Dataset entries
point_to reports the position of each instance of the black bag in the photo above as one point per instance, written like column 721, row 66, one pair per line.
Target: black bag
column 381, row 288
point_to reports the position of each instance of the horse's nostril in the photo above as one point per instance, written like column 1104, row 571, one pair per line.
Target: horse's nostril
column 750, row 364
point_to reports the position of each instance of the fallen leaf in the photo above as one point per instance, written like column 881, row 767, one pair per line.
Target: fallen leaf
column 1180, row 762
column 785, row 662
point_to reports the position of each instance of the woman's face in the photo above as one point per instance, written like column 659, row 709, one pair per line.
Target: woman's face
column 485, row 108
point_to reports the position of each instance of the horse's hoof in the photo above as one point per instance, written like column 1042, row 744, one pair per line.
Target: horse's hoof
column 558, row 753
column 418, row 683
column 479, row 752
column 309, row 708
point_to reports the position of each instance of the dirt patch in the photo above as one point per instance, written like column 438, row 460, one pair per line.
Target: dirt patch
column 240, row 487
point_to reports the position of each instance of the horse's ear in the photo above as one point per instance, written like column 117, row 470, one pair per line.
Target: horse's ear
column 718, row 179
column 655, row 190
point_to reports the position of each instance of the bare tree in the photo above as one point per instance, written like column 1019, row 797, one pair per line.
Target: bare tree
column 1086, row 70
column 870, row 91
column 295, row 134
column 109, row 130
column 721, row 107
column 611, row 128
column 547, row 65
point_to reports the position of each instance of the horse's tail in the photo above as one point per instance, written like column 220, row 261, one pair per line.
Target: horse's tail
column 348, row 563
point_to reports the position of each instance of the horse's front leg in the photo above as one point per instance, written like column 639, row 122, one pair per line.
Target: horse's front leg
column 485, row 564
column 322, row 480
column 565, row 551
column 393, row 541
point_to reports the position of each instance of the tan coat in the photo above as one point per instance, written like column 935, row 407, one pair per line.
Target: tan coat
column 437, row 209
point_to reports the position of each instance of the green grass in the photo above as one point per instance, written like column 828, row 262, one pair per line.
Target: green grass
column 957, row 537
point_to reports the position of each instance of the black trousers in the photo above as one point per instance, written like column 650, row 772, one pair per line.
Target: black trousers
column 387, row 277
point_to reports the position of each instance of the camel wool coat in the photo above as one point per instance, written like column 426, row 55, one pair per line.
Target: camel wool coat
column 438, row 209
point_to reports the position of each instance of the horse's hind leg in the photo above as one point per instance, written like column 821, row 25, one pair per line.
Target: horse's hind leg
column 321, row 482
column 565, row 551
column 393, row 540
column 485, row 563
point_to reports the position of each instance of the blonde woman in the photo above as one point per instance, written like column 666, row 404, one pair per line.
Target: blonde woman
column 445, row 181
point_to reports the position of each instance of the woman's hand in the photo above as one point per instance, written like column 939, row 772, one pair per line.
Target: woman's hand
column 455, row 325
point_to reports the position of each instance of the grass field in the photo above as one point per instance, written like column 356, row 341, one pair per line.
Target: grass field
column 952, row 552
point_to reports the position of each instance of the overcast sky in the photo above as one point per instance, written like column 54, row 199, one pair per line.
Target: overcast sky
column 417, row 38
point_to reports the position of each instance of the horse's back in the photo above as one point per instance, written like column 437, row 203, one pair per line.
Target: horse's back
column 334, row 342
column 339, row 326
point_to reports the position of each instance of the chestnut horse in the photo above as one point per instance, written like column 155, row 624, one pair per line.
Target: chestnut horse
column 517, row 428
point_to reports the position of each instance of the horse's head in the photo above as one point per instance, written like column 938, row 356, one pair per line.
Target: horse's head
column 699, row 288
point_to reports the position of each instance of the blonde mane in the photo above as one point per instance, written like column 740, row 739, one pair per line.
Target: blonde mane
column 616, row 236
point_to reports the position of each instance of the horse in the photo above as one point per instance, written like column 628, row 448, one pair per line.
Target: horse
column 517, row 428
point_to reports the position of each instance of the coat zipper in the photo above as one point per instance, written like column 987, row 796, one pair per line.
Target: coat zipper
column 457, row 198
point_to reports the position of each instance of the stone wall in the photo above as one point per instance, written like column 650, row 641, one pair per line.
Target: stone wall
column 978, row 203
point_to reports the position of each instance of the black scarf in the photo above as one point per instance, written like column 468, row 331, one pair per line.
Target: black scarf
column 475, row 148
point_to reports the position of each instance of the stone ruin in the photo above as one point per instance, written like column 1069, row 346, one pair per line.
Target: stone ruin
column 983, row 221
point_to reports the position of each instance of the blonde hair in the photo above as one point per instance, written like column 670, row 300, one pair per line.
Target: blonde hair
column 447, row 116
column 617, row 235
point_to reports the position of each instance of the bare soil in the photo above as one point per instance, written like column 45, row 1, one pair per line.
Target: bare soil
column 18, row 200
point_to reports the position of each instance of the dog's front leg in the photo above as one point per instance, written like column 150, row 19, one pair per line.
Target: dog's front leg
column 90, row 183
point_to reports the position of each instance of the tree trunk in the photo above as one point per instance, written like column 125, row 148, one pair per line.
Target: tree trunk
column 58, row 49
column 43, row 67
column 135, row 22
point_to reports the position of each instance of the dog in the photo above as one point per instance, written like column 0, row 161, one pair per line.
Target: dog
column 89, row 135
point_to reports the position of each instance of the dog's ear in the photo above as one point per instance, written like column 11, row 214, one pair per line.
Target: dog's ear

▶ **WHAT THE TASK ASKS**
Every entry must appear again in the answer, exactly as written.

▶ **TASK ANSWER**
point_to reports the position of each instance of the black bag in the photo above as one point per instance, written like column 721, row 66, one pair per line.
Target: black bag
column 381, row 288
point_to reports the position of each instance of the horse's nostril in the photo above as one point per instance, written like column 1104, row 571, one pair per line.
Target: horse's nostril
column 750, row 364
point_to reports the position of each instance of the fallen leaf in the photo above as one point per instance, written like column 881, row 767, one pair per line.
Target: fallen leaf
column 1180, row 762
column 785, row 662
point_to reports the position of each instance of the woman's face in the photo above as one point per instance, written like column 659, row 709, one pair per line.
Target: woman's face
column 485, row 108
point_to reports the position of each instance of the horse's hoof in the photo above as one point per instance, written like column 1042, row 744, one pair per line.
Target: horse's hoof
column 558, row 753
column 418, row 683
column 479, row 752
column 309, row 708
point_to reports the position of each instance of the dirt patch in the photo above as one point per instance, written like column 438, row 460, one pair per line.
Target: dirt patch
column 240, row 487
point_to reports the position of each instance of the horse's ear in the photo above as one point per instance, written like column 117, row 470, one pair per line.
Target: horse's ear
column 718, row 179
column 655, row 190
point_to reports the position of each instance of the bare tree in the photo above as one point per instance, written like column 1019, row 797, one pair per line.
Target: bare tree
column 1086, row 70
column 870, row 91
column 295, row 134
column 109, row 130
column 721, row 107
column 611, row 128
column 547, row 65
point_to reports the position of each instance of the horse's tail in the photo above as one point per instance, written like column 220, row 261, one pair per line.
Target: horse's tail
column 348, row 563
point_to reports the position of each instance of the horse's front leg in the photo above as one point per instance, written like column 639, row 122, one pair per line.
Target: horse's front leg
column 485, row 564
column 322, row 480
column 565, row 551
column 393, row 541
point_to reports the position of each instance of the tan coat in the photo above as one point per instance, written like column 935, row 407, one pair per line.
Target: tan coat
column 437, row 209
point_to reports the position of each instance of the green grass in the photo above as one point per instance, written like column 828, row 262, one pair per line.
Target: green grass
column 957, row 537
point_to reports the position of each instance of the black trousers in the photo above as one point per instance, written like column 650, row 772, one pair per line.
Target: black trousers
column 387, row 277
point_to reports the position of each instance of the camel wool coat in the photo above as one point per instance, written like column 426, row 55, one pair per line.
Target: camel wool coat
column 438, row 209
point_to reports the position of each instance of the horse's hind leg in the photo above as one point per instance, written like column 821, row 25, one pair per line.
Target: horse's hind leg
column 321, row 482
column 565, row 551
column 393, row 540
column 485, row 563
point_to reports the position of each instance of the blonde woman in the photo above as one point per instance, written like column 666, row 404, one pair per line.
Target: blonde woman
column 445, row 181
point_to reports the position of each instance of the woman's hand in the photo above as one point per instance, written like column 939, row 772, one pair per line.
Target: woman's hand
column 455, row 325
point_to reports the position of each instance of the grass field in the photo above as one point per instance, written like column 356, row 341, one pair per line.
Target: grass field
column 952, row 552
point_to reports the position of each instance of the overcast sky in the photo above as one point per instance, written like column 54, row 199, one pair per line.
Target: overcast sky
column 417, row 38
point_to reports the position of each instance of the horse's back in the photo above as one point per instance, written like column 437, row 203, one pair per line.
Target: horse's back
column 334, row 342
column 339, row 326
point_to reports the position of each instance of the chestnut horse in the photo above as one point per instance, written like column 155, row 624, one pair per line.
Target: chestnut horse
column 517, row 428
point_to reports the position of each instance of the horse's head in the photo above as one point per instance, written like column 938, row 356, one pair per line.
Target: horse's head
column 699, row 288
point_to reports the position of each instance of the blonde mane in the photo above as one point per instance, written like column 740, row 739, one pair per line.
Target: blonde mane
column 616, row 236
point_to reports the position of each instance of the horse in the photo above as one point per instance, written like column 628, row 448, one pair per line.
Target: horse
column 517, row 428
point_to reports the position of each instance of the coat zipper in the photo above as one point per instance, written like column 987, row 796, one pair per line.
Target: coat zipper
column 457, row 198
point_to reports the position of each instance of the stone wall in the photo above as one point per instance, written like column 650, row 641, one pair per line.
Target: stone wall
column 978, row 203
point_to reports the position of each instance of the black scarf in the photo above as one point per instance, written like column 468, row 331, one pair per line.
Target: black scarf
column 475, row 148
point_to reports the position of each instance of the stone ruin in the photo above as one point per instance, written like column 1069, row 346, one pair per line.
Target: stone ruin
column 983, row 221
point_to reports the position of each instance of the blonde hair in the photo above as one point per instance, written like column 670, row 300, one pair per line.
Target: blonde hair
column 447, row 116
column 617, row 235
point_to reports the position of each instance of the bare soil in the photo above as one point per instance, written like column 45, row 1, one pair per line.
Target: bare soil
column 18, row 200
point_to reports the position of each instance of the dog's front leg in the photo above as one point per instance, written like column 150, row 19, one pair per line.
Target: dog's front leg
column 90, row 183
point_to reports the position of each instance of the tree trunk in the photo above as one point per instance, written like column 125, row 148, one pair per line.
Target: tree trunk
column 58, row 49
column 43, row 67
column 135, row 22
point_to reports the position of each instance of the dog in the photo above as one point per instance, written like column 0, row 161, one pair per line.
Target: dog
column 89, row 135
point_to reports the position of each instance of the dog's ear in the photo above as one point per instance, written like column 11, row 214, one pair per line.
Target: dog's ear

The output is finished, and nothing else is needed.